#### EXERCISE TASK:
Copy out only those lines running from the line with "Target: bollard" to the end of the listing, keeping each one exactly as it is.

>> Start

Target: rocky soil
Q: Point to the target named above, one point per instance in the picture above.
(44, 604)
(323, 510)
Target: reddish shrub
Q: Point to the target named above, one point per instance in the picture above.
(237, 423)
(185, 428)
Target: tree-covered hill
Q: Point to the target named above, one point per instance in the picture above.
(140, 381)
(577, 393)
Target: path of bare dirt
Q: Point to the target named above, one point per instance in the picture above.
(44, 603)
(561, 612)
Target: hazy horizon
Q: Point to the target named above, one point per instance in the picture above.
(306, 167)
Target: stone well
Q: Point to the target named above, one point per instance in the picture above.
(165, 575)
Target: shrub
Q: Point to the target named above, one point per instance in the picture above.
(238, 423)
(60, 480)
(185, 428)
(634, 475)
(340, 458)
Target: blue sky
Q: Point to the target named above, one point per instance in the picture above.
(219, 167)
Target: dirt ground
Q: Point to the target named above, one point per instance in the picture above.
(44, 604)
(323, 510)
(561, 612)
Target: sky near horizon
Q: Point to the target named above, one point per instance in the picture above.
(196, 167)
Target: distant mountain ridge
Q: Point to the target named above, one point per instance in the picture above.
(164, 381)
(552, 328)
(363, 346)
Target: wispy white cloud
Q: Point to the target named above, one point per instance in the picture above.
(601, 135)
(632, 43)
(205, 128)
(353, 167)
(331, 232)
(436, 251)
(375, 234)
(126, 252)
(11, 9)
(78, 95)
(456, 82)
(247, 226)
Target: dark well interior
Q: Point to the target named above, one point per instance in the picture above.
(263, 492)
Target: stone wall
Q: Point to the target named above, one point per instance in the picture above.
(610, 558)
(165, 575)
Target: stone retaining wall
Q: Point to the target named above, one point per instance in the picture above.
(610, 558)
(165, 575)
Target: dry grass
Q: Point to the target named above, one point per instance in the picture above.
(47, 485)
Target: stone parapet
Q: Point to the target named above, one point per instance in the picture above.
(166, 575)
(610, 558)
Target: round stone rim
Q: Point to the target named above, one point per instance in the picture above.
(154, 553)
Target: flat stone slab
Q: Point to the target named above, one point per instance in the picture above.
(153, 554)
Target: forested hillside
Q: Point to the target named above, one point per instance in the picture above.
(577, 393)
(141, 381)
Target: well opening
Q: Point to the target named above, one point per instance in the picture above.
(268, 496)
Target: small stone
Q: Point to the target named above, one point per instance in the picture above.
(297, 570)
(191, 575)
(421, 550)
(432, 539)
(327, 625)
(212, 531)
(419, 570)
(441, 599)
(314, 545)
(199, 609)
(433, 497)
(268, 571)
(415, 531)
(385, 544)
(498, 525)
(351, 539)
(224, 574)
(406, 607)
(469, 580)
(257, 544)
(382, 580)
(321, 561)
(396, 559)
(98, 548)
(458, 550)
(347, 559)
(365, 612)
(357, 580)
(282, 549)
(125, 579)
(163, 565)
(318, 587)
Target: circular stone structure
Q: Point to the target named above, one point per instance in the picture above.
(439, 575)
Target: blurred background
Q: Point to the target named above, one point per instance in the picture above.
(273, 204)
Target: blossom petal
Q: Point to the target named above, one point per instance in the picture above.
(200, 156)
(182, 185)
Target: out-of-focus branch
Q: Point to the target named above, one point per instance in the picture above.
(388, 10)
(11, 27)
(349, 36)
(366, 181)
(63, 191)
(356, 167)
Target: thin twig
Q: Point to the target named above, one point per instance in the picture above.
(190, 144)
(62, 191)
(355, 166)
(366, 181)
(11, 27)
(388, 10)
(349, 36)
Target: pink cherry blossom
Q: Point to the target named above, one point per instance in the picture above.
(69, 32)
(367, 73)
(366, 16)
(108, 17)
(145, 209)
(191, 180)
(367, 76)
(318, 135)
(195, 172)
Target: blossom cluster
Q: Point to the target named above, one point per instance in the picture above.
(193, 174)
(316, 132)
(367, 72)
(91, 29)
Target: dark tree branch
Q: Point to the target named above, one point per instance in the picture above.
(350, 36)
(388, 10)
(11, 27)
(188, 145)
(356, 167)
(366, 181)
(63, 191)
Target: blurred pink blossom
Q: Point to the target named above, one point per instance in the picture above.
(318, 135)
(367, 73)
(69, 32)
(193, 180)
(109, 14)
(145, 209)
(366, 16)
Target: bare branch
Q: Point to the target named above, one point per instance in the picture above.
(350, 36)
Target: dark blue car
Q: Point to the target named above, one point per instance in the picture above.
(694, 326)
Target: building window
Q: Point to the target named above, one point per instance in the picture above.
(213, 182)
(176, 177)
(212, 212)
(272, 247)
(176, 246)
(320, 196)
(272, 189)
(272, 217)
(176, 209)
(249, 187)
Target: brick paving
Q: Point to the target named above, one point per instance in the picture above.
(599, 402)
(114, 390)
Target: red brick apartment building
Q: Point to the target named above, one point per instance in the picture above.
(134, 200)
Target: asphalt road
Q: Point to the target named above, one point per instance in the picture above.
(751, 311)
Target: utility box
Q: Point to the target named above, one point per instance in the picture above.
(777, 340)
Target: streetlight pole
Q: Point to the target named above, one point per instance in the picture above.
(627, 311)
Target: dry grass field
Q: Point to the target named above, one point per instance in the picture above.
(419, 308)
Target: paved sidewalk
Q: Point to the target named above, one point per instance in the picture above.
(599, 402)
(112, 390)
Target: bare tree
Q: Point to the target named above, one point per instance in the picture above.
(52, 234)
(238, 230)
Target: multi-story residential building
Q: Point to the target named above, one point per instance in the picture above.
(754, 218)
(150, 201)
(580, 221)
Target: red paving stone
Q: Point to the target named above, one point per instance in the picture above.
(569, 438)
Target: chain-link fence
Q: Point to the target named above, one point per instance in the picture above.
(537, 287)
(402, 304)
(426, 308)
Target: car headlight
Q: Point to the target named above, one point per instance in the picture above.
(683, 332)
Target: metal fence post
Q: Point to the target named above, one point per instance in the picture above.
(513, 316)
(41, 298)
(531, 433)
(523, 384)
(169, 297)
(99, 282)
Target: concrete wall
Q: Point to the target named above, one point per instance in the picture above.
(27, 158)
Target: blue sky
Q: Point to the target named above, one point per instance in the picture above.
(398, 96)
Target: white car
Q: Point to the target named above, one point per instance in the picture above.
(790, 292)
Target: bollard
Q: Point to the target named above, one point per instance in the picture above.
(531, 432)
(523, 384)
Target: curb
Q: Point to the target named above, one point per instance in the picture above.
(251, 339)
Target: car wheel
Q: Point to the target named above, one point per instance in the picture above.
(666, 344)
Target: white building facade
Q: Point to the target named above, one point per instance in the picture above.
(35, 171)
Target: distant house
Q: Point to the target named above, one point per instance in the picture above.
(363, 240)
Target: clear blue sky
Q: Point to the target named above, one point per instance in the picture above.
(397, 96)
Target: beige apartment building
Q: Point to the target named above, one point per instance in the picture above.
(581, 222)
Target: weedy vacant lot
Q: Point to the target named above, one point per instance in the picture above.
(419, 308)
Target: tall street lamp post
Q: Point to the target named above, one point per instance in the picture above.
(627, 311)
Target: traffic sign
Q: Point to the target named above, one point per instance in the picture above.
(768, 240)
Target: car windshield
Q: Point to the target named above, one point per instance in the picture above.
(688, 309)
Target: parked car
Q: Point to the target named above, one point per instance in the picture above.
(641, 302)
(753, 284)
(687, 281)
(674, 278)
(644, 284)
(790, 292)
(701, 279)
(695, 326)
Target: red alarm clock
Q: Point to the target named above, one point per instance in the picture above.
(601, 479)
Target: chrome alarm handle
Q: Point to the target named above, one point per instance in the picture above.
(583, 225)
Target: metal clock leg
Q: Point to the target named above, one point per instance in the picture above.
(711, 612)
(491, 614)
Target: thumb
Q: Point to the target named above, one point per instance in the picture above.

>> End

#### TASK ANSWER:
Target: bollard
Q: Point to the target named above, one point per instance in the picture above.
(531, 432)
(523, 384)
Target: curb
Q: Point to the target named above, one point per instance in the picture above.
(251, 339)
Target: car wheel
Q: Point to the target named above, one point per instance in the picture above.
(666, 344)
Target: white building facade
Q: Point to the target named above, one point per instance in the picture above.
(35, 171)
Target: distant house
Q: Point to the target named above, one point per instance in the picture above.
(363, 240)
Target: clear blue sky
Q: Point to the target named above, one point per instance in the picture above.
(397, 96)
Target: beige apartment building
Q: Point to the target named above, one point per instance in the picture above.
(581, 222)
Target: weedy vacant lot
Q: Point to the target named above, one point per instance in the picture above.
(419, 308)
Target: tall street lamp post
Q: Point to the target named above, one point per instance in the picture above.
(627, 311)
Target: traffic sign
Q: Point to the target named above, one point per instance in the picture above.
(768, 240)
Target: car windshield
Q: Point to the target named above, one point per instance in the picture above.
(688, 309)
Target: parked car
Q: Point to the target named above, one point per instance in the picture above.
(641, 302)
(753, 284)
(687, 281)
(674, 278)
(644, 284)
(790, 292)
(701, 279)
(695, 326)
Target: red alarm clock
Q: Point to the target named above, one point per instance in the picture above.
(601, 479)
Target: chrome alarm handle
Q: Point to the target named above, one point per instance in the picture above.
(583, 225)
Target: metal clock leg
Q: Point to the target named above, one point per instance in the picture above.
(711, 612)
(491, 614)
Target: thumb
Q: Point to the target named above, one point per instance in the picture above.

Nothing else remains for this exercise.